start RECORDS SUPPLIED

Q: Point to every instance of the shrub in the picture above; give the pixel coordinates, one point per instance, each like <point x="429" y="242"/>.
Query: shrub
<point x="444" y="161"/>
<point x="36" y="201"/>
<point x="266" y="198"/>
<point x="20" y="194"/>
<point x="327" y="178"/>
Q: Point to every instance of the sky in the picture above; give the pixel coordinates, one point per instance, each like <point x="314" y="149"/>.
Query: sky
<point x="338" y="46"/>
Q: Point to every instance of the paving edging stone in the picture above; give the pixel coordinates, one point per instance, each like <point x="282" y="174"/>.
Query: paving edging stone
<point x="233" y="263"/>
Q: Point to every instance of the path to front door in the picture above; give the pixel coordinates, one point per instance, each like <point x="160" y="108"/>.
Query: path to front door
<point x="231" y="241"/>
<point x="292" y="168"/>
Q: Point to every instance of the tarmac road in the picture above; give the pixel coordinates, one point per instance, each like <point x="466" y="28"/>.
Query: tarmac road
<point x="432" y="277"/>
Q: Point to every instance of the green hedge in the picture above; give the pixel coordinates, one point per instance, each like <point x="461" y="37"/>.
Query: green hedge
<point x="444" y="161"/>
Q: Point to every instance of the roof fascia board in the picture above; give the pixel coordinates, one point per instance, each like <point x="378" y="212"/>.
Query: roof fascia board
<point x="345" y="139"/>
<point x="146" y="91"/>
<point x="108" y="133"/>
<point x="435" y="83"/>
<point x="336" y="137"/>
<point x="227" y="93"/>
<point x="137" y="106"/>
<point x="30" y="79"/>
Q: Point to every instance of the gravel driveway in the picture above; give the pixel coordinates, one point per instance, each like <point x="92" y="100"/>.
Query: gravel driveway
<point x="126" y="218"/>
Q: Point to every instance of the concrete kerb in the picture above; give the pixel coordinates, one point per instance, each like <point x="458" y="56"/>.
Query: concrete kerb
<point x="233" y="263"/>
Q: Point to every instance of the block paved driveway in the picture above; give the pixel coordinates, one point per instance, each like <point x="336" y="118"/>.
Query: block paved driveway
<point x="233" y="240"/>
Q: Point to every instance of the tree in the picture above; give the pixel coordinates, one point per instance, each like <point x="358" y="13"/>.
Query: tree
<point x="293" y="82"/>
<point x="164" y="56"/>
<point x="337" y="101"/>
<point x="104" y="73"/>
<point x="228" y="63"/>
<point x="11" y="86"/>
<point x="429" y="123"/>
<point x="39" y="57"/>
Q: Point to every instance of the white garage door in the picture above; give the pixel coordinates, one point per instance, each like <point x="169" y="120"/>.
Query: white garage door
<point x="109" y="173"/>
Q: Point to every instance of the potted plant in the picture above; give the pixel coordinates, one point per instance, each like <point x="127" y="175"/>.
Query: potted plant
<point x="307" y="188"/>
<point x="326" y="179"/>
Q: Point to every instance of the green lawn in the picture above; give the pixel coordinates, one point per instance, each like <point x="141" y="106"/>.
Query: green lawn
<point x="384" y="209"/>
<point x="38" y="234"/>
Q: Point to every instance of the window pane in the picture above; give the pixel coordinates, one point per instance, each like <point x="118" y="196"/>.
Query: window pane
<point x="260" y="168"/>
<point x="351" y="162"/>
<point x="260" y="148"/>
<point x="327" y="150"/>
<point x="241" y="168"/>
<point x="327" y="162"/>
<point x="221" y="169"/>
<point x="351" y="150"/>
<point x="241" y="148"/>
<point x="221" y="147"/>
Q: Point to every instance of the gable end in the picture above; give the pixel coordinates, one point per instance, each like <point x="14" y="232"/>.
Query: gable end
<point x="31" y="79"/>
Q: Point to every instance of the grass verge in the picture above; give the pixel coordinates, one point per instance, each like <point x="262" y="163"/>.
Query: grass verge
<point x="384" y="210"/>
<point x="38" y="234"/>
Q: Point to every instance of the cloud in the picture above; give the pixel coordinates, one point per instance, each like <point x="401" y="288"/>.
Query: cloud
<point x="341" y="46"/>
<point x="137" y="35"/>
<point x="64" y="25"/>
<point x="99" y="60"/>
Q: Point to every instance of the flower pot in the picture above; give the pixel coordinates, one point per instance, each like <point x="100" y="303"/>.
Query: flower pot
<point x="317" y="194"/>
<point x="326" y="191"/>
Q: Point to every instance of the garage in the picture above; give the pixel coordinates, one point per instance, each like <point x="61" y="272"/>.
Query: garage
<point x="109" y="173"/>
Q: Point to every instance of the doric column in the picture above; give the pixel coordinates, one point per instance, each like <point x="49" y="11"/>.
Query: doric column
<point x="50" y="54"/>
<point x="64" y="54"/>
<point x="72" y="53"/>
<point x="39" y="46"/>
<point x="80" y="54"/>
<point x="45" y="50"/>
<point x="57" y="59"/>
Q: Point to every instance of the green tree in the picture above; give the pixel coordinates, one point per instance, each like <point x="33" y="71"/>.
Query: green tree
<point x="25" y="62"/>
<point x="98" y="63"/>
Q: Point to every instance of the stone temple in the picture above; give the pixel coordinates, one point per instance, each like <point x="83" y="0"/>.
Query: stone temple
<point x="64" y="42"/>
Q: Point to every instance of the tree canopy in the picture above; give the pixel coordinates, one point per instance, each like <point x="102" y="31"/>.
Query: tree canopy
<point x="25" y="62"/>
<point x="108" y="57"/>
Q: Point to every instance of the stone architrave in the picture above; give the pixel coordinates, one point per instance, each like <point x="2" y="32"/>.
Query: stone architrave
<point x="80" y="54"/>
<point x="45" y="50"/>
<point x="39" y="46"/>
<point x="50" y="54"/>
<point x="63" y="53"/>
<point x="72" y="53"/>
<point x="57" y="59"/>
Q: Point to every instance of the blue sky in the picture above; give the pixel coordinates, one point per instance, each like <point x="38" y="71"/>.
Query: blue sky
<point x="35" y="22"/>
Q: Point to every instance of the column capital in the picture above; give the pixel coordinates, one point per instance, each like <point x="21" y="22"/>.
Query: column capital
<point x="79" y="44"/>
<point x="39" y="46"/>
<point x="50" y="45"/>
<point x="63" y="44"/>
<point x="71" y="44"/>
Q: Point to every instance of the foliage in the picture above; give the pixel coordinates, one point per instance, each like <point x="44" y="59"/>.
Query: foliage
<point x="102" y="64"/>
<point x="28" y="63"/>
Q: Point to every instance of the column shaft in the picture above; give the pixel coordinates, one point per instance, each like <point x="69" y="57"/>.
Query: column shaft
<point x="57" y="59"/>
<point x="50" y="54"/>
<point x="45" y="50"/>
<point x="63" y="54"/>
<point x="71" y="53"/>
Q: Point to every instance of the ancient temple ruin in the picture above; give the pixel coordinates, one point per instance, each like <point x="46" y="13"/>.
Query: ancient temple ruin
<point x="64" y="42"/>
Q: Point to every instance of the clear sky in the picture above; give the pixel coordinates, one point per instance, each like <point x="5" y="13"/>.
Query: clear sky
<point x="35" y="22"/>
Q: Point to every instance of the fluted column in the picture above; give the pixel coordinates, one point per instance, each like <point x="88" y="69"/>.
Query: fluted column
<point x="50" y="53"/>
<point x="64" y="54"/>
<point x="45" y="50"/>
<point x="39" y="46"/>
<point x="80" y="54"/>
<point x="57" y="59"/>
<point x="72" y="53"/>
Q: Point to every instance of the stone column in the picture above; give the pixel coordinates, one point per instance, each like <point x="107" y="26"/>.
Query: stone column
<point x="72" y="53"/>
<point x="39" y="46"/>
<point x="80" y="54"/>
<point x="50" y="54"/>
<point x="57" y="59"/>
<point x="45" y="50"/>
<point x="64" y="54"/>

end RECORDS SUPPLIED

— WHAT THIS TASK INVOLVES —
Starting at the line that contains "Q: Point to every instance of the stone column" and continuing to the end of the records, rewrite every line with the requests included. In the answer points only, multiply each x and y coordinate by 1.55 and round to a whole number, rounding halves up, and leave the requests and their sample points unchanged.

— CORRECT ANSWER —
Q: Point to every instance of the stone column in the picture above; give the pixel coordinates, one point per instance, each like <point x="107" y="26"/>.
Query: stone column
<point x="112" y="82"/>
<point x="60" y="71"/>
<point x="124" y="84"/>
<point x="78" y="84"/>
<point x="88" y="91"/>
<point x="70" y="78"/>
<point x="99" y="84"/>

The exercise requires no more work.